* _Extract_
** start **

Absolutely rubbish to some extent!!!

1) The Windows Point n Click GUI that we all are so much used to was actually developed to be used on Macs (innovation) by apple [I said NOT INVENTED by Apple]. MS just USED that idea and improved on it. 

2) IPod changed the idea of PMPs with the incorporation of an iinovative sleek design and extreme capacities for audiophiles. Its Still THE BEST PMP out there in terms of sheer quality of music. NO PMP Still has still gotten the better of the audio quality of IPods. 

3) iPhone is a disaster and a Junk as a phone but again is extremely innovative as a PMP. (Wishing Apple wud remove the phone features and sell it as a standalone PMP ...wow!!!... I love the huge n beautiful screen... )


----------



## gxsaurav (Jul 9, 2007)

rockthegod said:
			
		

> 1) The Windows Point n Click GUI that we all are so much used to was actually developed to be used on Macs (innovation) by apple [I said NOT INVENTED by Apple]. MS just USED that idea and improved on it.



Which further means MS was better in doing this compared to Apple. Yes Apple came with a GUI first, but it was MS which made it compatible with El Chepo Pentium Pro with Windows 95



> 2) IPod changed the idea of PMPs with the incorporation of an iinovative sleek design and extreme capacities for audiophiles. Its Still THE BEST PMP out there in terms of sheer quality of music. NO PMP Still has still gotten the better of the audio quality of IPods.



iPhone & features? Lolz...nope they don't go together. When iPod was released then yeah, u could say that...but after iPod gen 3, it started to suck. iTunes became a bloat, ipods started lacking in features (not even recording of audio) & over priced



> 3) iPhone is a disaster and a Junk as a phone but again is extremely innovative as a PMP. (Wishing Apple wud remove the phone features and sell it as a standalone PMP ...wow!!!... I love the huge n beautiful screen... )

** end **

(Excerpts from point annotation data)
** start **

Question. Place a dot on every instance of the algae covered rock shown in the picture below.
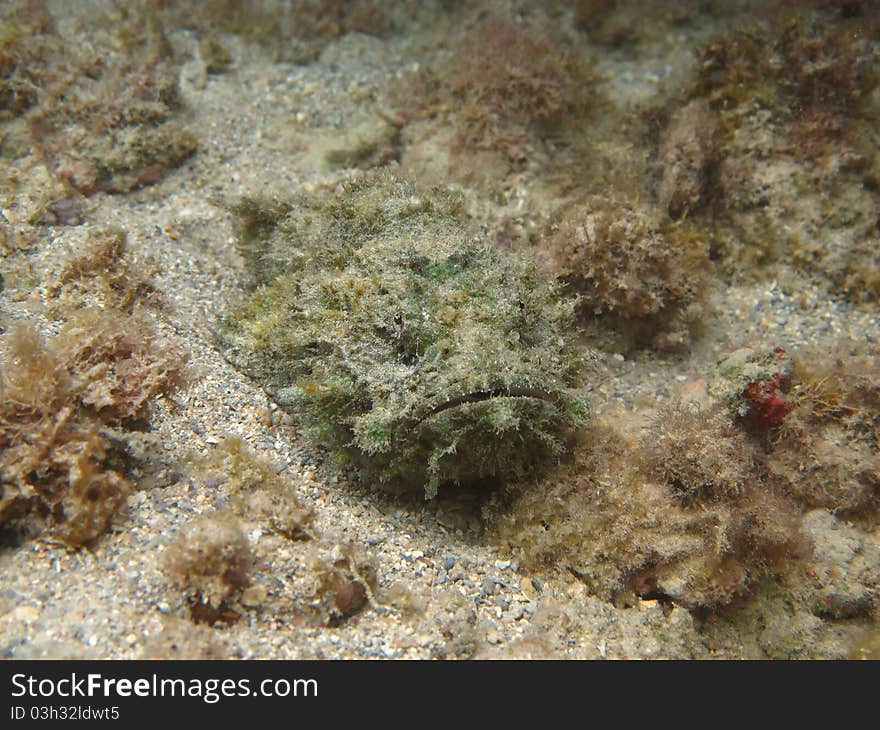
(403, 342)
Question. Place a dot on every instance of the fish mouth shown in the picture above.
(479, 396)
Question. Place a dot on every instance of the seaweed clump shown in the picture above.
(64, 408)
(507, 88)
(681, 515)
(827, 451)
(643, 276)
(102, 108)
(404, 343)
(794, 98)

** end **
** start **

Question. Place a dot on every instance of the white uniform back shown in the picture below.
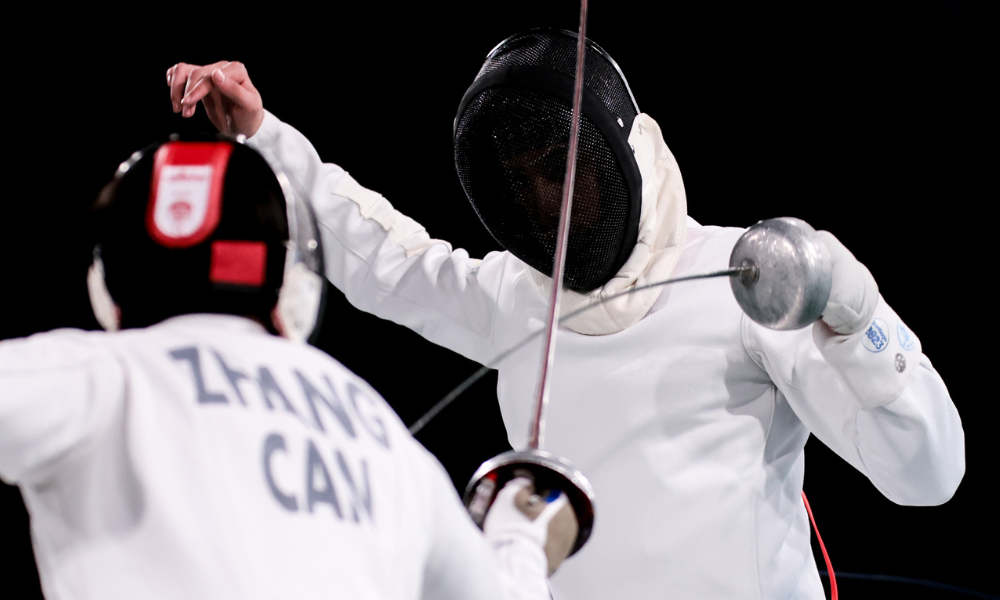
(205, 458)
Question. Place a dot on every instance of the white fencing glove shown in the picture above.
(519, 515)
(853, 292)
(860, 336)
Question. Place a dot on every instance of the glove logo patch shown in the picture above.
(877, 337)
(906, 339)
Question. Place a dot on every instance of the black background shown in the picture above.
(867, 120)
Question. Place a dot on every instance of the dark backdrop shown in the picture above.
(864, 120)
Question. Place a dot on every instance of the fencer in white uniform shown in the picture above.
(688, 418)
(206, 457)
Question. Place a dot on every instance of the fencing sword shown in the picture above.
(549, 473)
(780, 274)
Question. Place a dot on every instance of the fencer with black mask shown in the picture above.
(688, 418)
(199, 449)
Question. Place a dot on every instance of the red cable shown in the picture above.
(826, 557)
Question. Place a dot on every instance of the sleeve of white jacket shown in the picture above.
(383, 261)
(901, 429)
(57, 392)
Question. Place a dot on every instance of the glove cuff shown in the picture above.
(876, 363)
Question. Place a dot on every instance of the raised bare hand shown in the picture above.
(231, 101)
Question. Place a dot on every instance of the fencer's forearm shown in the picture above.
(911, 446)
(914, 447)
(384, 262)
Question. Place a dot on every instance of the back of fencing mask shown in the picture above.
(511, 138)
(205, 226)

** end **

* _Given task 1_
In the forum thread, which Windows release does gxsaurav say made the GUI compatible with the Pentium Pro?
* _Given task 2_
Reproduce the passage of the forum thread that begins at the words "Absolutely rubbish to" and ends after the words "(Jul 9, 2007)".
* _Given task 3_
Proceed with the forum thread from the point where it stops.
The records are not required for this work.

* _Written reply 1_
Windows 95

* _Written reply 2_
Absolutely rubbish to some extent!!!

1) The Windows Point n Click GUI that we all are so much used to was actually developed to be used on Macs (innovation) by apple [I said NOT INVENTED by Apple]. MS just USED that idea and improved on it. 

2) IPod changed the idea of PMPs with the incorporation of an iinovative sleek design and extreme capacities for audiophiles. Its Still THE BEST PMP out there in terms of sheer quality of music. NO PMP Still has still gotten the better of the audio quality of IPods. 

3) iPhone is a disaster and a Junk as a phone but again is extremely innovative as a PMP. (Wishing Apple wud remove the phone features and sell it as a standalone PMP ...wow!!!... I love the huge n beautiful screen... )


----------



## gxsaurav (Jul 9, 2007)

* _Written reply 3_
Yup, even I agree to that. iPhone sux s a phone but rox as a PMP


----------



## Josan (Jul 9, 2007)

I dont know much abt the macs but as far as the ipod is concerned its a realy a worth buying ,no other mp3 player can deliver the sound quality that ipod can ,.............now i m waiting for the the iphone ,if it goes the same way as the ipod im surely going to buy a one iphone


----------



## rockthegod (Jul 9, 2007)

gx_saurav said:
			
		

> Which further means MS was better in doing this compared to Apple. Yes Apple came with a GUI first, but it was MS which made it compatible with El Chepo Pentium Pro with Windows 95



Forceful implications!!!  I never mentioned anywhere that Apple DIDN'T improve on the GUI. Apple inproved it faster than MS could. Again the positive point for MS was to make that compatible with dirt-cheap (when compared to Gs) pentiums and make it easily available to us (as u rightly mentioned) which obviously Apple couldn't at the start!!!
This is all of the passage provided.